→ Text provided
----
ISSN (Print): 1381-6128
ISSN (Online): 1873-4286

Review Article

Mineralocorticoid Receptor Antagonists for Nephroprotection: Current Evidence and Future Perspectives

Author(s): Pantelis A. Sarafidis*, Evangelos Memmos, Maria-Eleni Alexandrou and Aikaterini Papagianni

Volume 24 , Issue 46 , 2018

Page: [5528 - 5536] Pages: 9

DOI: 10.2174/1381612825666190306162658

Price: $65


Background: The use of single RAS-blockade is currently the recommended first-line treatment for proteinuric diabetic or non-diabetic nephropathy, as these agents were repeatedly shown in studies with hard renal outcomes to retard the progression of renal injury. However, CKD will continue to progress on optimum single RAS-blockade, and other options to ameliorate renal injury were explored. Dual RAS-blockade was associated with an increased risk of adverse-events with no apparent benefits and, therefore, is currently abandoned.

Based on the phenomenon of aldosterone escape and the well-documented harmful effects of aldosterone on renal tissue, several randomized trials have studied the effects of a MRA in diabetic and non-diabetic nephropathy.
----
→ Study material

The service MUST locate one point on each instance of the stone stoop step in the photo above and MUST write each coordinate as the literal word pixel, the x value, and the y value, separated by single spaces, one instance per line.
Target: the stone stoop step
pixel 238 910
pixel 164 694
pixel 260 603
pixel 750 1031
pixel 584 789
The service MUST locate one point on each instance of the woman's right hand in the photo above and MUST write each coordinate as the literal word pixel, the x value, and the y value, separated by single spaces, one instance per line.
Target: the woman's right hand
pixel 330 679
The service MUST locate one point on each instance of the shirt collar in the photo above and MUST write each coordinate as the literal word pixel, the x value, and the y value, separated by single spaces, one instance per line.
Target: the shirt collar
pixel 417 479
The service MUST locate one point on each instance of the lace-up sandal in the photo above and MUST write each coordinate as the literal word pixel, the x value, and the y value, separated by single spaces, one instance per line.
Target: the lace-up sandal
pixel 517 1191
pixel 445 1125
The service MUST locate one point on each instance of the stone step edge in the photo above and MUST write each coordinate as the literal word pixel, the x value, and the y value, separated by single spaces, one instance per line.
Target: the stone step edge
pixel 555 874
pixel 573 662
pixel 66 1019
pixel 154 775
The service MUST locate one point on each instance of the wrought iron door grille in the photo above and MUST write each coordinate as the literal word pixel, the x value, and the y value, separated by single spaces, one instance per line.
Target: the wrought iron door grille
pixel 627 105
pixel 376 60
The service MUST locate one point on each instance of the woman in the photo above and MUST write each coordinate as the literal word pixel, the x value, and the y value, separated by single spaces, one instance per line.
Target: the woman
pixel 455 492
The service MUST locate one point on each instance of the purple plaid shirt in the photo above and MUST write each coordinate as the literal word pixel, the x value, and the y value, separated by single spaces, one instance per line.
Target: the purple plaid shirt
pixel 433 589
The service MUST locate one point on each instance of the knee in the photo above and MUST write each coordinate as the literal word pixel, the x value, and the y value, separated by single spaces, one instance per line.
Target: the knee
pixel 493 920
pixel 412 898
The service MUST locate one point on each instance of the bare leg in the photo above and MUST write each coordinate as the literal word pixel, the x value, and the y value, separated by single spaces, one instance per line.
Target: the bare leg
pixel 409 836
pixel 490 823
----
→ Work to be completed
Name all the authors credited in the review article entry on mineralocorticoid receptor antagonists for nephroprotection.

→ Task answer
Pantelis A. Sarafidis, Evangelos Memmos, Maria-Eleni Alexandrou, Aikaterini Papagianni